§ **Exercise requirements**
Report every line of the data below that contains the string "awning", copying each one in full. Case counts.

* Begin Recorded information *

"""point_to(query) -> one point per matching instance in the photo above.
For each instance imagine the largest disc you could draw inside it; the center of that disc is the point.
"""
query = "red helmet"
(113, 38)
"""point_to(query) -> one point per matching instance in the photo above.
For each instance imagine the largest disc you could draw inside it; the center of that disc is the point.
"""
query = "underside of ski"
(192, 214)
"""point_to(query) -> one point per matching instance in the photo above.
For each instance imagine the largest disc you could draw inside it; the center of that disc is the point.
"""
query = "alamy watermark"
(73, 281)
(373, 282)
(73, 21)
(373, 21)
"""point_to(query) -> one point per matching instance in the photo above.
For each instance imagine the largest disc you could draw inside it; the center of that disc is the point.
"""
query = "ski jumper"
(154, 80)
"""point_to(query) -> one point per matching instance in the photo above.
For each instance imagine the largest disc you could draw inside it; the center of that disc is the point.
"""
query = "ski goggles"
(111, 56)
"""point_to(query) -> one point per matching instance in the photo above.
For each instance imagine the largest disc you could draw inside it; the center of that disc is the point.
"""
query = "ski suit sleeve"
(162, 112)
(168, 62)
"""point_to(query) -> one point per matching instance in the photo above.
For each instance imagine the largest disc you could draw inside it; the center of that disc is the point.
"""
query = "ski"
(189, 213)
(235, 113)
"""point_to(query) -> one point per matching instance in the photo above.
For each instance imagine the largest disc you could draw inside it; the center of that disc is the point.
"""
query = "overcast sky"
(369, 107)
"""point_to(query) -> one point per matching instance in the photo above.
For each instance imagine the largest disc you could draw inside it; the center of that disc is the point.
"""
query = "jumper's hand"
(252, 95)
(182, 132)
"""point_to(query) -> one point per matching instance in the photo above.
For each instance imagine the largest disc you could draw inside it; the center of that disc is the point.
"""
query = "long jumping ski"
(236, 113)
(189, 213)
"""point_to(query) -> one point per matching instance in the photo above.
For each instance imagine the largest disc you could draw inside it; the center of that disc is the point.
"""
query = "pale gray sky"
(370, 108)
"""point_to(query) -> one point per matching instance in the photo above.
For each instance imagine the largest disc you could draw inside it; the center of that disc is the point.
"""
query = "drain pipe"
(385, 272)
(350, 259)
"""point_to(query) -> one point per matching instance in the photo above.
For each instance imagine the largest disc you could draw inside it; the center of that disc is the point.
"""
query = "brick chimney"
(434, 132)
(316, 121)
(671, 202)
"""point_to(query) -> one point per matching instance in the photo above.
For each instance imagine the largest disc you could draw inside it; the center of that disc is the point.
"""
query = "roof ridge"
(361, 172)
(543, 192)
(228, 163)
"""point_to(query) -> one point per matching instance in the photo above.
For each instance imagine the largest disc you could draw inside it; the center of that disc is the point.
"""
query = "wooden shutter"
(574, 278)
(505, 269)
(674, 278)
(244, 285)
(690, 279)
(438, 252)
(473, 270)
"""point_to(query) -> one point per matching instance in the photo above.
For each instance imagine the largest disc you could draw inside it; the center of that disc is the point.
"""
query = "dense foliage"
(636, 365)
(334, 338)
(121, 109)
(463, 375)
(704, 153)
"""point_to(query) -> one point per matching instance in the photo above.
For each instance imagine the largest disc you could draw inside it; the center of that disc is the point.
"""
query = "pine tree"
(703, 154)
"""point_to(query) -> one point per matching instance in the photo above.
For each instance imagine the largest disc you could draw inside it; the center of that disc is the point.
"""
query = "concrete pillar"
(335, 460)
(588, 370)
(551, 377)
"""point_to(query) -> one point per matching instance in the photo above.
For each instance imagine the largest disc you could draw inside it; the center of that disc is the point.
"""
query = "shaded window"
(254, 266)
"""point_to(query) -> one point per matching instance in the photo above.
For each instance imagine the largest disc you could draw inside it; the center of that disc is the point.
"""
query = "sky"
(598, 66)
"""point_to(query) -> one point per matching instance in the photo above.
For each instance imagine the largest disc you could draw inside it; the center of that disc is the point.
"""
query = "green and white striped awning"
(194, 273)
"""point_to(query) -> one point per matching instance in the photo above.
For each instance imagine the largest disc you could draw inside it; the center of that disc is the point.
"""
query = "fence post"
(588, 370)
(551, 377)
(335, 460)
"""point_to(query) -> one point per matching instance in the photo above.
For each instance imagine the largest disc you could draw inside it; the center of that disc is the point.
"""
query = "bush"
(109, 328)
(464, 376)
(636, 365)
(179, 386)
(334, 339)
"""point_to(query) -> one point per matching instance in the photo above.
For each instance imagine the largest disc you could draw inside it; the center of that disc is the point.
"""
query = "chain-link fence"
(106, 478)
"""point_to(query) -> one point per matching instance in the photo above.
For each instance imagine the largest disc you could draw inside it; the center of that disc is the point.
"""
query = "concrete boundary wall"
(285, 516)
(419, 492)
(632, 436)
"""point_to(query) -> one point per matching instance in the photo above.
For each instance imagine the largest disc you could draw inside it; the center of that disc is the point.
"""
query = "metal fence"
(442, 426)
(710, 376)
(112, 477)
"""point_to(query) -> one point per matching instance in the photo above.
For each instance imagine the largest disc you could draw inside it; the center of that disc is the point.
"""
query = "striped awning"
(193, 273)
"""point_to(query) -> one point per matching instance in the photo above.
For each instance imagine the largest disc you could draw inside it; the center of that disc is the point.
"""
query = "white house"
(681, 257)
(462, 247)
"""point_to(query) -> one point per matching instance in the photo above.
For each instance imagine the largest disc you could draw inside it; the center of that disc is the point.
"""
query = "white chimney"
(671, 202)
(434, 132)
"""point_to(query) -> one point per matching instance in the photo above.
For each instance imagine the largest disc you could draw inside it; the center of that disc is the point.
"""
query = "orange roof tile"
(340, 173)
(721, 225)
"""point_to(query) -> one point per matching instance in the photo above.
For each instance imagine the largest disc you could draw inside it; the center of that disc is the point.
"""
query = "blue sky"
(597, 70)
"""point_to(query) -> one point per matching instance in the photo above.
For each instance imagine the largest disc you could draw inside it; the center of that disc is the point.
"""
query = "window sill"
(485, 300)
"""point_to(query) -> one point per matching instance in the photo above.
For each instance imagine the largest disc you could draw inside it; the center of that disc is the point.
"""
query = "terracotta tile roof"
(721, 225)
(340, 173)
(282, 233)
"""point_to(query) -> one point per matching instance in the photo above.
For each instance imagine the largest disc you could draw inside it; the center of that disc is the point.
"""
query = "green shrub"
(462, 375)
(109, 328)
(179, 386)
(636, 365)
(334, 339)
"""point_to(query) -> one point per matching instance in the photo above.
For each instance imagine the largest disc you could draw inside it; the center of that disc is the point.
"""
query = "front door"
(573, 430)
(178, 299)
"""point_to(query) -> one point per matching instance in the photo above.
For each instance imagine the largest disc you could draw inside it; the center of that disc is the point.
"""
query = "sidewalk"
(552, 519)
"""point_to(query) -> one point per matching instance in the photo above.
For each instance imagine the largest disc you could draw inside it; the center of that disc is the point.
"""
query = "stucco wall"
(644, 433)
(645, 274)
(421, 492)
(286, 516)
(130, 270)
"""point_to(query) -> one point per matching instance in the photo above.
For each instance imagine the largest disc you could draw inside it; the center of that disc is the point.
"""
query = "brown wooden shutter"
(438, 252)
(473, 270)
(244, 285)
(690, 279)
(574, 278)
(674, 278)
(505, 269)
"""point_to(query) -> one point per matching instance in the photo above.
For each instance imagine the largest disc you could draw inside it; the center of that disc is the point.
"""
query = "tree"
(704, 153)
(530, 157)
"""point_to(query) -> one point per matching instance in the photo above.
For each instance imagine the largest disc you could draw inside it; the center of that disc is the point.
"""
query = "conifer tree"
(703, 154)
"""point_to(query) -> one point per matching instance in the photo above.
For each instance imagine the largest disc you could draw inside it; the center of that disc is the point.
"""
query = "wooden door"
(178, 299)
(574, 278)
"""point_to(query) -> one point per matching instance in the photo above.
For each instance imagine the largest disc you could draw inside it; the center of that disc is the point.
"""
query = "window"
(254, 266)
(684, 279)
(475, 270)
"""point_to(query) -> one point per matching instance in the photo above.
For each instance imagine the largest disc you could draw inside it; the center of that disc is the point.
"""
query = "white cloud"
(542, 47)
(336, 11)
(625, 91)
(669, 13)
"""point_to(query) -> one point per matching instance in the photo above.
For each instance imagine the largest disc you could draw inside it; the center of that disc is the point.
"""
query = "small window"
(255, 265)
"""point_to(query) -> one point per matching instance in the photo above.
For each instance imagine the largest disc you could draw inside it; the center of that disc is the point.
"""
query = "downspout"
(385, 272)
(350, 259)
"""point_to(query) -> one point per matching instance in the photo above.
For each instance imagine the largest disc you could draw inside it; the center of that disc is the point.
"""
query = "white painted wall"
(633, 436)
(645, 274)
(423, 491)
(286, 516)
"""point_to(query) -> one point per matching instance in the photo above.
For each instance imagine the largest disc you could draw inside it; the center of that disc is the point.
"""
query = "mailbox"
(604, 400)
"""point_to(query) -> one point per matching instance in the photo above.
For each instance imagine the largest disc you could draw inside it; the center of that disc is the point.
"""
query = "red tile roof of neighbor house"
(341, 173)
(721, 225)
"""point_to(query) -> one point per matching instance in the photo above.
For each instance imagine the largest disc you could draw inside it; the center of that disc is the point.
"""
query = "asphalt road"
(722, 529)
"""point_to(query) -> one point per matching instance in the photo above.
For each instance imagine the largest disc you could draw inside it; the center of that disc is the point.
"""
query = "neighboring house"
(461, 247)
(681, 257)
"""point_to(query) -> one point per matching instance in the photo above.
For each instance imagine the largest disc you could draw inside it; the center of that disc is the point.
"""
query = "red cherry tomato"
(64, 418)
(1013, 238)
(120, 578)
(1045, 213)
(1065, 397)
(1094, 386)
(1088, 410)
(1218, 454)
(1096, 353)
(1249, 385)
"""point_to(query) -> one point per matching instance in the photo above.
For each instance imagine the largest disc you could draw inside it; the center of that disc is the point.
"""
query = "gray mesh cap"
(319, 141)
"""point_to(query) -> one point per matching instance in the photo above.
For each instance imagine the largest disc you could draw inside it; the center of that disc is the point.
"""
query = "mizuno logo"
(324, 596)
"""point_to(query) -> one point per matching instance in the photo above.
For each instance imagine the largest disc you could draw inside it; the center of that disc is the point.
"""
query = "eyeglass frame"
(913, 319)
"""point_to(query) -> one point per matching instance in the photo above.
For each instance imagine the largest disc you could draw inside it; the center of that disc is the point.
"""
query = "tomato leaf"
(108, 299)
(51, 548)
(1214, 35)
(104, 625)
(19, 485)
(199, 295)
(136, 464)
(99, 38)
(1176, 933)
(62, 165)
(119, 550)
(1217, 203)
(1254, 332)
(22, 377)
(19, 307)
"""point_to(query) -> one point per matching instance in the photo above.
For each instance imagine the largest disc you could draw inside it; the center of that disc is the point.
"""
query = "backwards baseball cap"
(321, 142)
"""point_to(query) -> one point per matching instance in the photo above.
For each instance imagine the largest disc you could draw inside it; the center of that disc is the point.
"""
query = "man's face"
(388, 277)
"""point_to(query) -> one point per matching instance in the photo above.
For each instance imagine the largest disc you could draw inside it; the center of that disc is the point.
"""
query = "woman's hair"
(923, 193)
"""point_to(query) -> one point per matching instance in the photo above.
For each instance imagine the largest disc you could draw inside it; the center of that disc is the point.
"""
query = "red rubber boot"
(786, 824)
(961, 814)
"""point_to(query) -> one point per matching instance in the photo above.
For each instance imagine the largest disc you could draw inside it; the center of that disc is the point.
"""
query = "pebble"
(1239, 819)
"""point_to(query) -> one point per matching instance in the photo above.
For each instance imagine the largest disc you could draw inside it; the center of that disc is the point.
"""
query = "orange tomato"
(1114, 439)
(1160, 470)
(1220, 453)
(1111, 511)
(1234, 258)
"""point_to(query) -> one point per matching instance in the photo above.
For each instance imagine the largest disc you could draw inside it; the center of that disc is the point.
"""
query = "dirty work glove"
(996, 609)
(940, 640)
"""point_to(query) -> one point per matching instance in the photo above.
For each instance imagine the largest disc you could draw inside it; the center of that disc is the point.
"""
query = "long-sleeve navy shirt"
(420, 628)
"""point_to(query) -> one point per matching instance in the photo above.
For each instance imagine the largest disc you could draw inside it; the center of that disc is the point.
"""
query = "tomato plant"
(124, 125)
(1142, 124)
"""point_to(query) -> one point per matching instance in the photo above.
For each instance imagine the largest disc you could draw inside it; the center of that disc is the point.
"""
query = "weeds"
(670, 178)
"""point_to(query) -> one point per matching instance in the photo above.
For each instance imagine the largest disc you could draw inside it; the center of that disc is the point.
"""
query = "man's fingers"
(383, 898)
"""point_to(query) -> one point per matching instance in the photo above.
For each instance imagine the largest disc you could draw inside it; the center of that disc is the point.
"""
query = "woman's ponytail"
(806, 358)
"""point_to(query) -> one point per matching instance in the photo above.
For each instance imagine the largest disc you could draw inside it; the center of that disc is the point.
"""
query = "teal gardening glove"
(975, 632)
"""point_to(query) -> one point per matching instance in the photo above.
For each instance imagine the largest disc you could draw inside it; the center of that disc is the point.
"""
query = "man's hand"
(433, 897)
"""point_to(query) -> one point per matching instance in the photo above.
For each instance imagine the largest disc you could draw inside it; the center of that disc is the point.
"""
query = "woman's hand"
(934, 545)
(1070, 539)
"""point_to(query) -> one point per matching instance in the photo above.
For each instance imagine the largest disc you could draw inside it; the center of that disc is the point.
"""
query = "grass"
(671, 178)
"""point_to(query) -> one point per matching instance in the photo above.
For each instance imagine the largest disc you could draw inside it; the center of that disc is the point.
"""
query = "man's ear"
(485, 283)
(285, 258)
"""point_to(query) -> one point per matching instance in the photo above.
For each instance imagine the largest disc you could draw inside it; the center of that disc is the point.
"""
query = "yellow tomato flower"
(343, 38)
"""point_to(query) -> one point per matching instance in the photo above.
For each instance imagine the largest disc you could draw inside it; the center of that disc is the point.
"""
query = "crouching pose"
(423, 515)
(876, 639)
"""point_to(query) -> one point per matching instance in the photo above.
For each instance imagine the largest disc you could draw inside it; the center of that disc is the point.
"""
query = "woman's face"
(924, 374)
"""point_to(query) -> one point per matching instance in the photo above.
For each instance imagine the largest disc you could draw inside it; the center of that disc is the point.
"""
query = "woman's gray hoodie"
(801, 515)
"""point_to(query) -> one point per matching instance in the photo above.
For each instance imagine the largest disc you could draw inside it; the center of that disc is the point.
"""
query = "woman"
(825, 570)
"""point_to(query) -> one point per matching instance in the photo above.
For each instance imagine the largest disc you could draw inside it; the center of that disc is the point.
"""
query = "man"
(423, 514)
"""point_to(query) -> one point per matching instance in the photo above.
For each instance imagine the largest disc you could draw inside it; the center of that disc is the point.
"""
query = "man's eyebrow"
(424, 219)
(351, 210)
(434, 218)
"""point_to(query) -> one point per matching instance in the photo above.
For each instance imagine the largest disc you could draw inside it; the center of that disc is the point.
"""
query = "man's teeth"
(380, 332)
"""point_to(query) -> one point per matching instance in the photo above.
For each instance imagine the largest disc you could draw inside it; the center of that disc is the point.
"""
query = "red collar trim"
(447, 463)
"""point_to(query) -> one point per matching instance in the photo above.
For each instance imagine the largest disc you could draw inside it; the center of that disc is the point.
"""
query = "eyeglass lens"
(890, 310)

* End Recorded information *

§ **Result of the exercise**
query = "green and white striped awning"
query = "striped awning"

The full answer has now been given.